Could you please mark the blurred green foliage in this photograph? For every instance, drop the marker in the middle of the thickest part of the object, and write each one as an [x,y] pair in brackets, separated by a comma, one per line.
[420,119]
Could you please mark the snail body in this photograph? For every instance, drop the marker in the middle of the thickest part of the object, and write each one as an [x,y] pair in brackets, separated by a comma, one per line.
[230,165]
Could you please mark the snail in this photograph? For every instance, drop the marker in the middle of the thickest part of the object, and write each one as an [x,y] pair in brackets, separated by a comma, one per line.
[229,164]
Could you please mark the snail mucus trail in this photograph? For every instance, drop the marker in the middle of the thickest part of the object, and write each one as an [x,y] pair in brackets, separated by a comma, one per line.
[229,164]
* * *
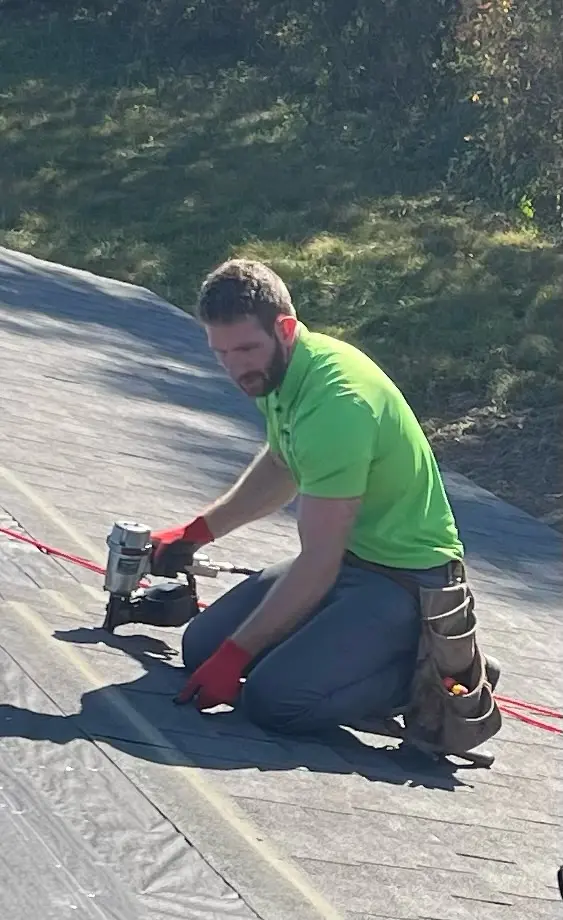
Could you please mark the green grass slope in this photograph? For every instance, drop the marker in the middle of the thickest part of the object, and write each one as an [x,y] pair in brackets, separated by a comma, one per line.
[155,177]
--
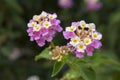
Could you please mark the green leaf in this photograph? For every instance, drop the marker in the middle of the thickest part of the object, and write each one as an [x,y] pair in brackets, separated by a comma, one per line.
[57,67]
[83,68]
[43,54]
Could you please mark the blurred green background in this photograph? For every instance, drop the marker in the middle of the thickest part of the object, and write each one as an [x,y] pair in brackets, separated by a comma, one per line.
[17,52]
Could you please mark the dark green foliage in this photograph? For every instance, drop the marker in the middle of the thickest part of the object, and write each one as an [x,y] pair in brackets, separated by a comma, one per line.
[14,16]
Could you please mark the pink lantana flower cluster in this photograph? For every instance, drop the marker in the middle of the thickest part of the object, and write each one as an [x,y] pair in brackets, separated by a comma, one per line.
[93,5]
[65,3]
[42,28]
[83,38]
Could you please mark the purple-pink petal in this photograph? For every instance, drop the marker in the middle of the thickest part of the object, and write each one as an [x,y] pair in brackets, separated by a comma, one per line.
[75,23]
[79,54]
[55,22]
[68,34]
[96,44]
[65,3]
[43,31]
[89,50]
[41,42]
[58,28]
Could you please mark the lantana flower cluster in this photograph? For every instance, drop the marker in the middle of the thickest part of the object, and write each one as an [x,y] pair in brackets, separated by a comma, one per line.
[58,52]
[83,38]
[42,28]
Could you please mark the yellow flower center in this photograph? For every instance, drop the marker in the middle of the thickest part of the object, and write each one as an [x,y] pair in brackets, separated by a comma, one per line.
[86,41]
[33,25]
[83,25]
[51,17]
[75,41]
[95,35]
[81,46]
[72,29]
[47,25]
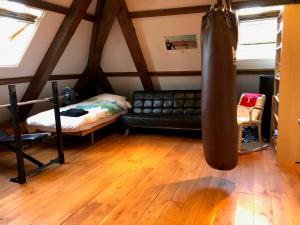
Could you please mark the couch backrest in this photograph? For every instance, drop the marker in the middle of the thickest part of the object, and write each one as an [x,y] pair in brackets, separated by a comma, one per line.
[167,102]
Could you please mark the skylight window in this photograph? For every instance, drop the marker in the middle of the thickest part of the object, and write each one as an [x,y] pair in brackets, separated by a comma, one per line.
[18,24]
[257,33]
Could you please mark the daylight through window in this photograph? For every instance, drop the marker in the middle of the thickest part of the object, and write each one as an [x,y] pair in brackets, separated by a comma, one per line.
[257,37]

> [EXERCISE DIRECTIONS]:
Report every line of the items above that contains the word "window", copying each such line in full.

> [RIGHT ANSWER]:
Could you please mark the skylight window in this photograph? For every instance, drop the marker in the middle of the thickest part of the object, and write each one as an [x,y] pair in brackets, separated by a comma, one per line.
Could you please mark the daylight through window in this photograph? For every instance, drop the marker in the middle of the thickest part of the object, and write each one as an [x,y] pair in brackets, separated by a comma, one per line.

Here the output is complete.